**Instructions to follow:** Could you update the listing below by changing every "drop a point" to "place a marker" and leaving everything else unchanged?

**The records:**
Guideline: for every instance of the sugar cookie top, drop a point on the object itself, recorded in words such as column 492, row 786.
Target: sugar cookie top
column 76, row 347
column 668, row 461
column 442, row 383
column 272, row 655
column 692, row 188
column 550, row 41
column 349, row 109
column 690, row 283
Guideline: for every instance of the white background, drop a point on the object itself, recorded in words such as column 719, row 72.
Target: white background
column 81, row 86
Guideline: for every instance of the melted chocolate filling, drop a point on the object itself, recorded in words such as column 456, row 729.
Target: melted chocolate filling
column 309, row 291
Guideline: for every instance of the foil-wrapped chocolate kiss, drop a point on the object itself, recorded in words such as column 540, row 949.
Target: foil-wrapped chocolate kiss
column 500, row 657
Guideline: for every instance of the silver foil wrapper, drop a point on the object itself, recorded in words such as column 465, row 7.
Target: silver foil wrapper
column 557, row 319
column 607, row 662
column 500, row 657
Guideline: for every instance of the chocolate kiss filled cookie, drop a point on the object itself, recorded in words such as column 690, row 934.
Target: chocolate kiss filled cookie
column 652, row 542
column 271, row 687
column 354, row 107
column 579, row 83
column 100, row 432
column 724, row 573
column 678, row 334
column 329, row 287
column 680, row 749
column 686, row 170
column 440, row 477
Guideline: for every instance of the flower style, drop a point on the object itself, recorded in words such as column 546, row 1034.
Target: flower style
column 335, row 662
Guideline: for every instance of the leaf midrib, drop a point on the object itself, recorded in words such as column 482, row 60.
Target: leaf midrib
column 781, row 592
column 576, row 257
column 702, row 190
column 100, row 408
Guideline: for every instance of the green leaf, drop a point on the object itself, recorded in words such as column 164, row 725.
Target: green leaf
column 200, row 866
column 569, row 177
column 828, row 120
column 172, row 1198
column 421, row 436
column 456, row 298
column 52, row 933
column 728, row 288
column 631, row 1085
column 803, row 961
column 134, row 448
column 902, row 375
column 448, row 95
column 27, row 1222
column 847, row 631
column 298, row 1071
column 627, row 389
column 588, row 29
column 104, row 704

**Correct answer:**
Guideline: for every instance of the sugar cookie top, place a marker on the object itself, recorded in words such as column 492, row 786.
Target: sugar cookie top
column 76, row 347
column 668, row 461
column 442, row 383
column 272, row 655
column 692, row 188
column 550, row 41
column 349, row 109
column 690, row 283
Guideline: for every instance of the white background, place a marker on the object itself, recorded in words such as column 719, row 72.
Target: white background
column 81, row 86
Guideline: for every instance of the melted chocolate filling, place a marker on the object itself, recorded in words such as column 456, row 729.
Target: melted chocolate filling
column 309, row 291
Guideline: for every instance of the foil-wrapped chocolate kiss, place a marker on the object itself, recorded in words such as column 540, row 949.
Target: foil-wrapped chocolate kiss
column 500, row 657
Guideline: for every instance of the silver foil wrapper, place a marker on the object itself, recorded in words such as column 465, row 7.
Target: silver foil wrapper
column 557, row 319
column 607, row 662
column 500, row 657
Guideline: for every instance of the chocolate kiss filled cookie, place a marker on the object itself, recorded in words such as column 690, row 934.
Target: chocolate kiss filled cookie
column 652, row 542
column 271, row 687
column 354, row 107
column 579, row 83
column 100, row 432
column 724, row 573
column 678, row 334
column 329, row 287
column 680, row 749
column 686, row 170
column 440, row 477
Guideline: for every instance of the flower style, place a marker on the object itself, recorded in words such as column 546, row 1034.
Target: flower style
column 335, row 662
Guideline: for every instance of the leaf midrib, place a marker on the object itself, recorded in words such as column 482, row 60.
Target: leaf midrib
column 781, row 592
column 576, row 257
column 702, row 190
column 100, row 408
Guideline: for every instance of the green leaf, place a marker on the object itself, recorded in words such as column 164, row 725.
Target: green leaf
column 200, row 866
column 569, row 177
column 828, row 120
column 172, row 1198
column 421, row 436
column 456, row 298
column 52, row 933
column 728, row 288
column 631, row 1085
column 803, row 961
column 134, row 448
column 902, row 375
column 448, row 95
column 27, row 1222
column 847, row 631
column 298, row 1071
column 627, row 389
column 588, row 29
column 104, row 704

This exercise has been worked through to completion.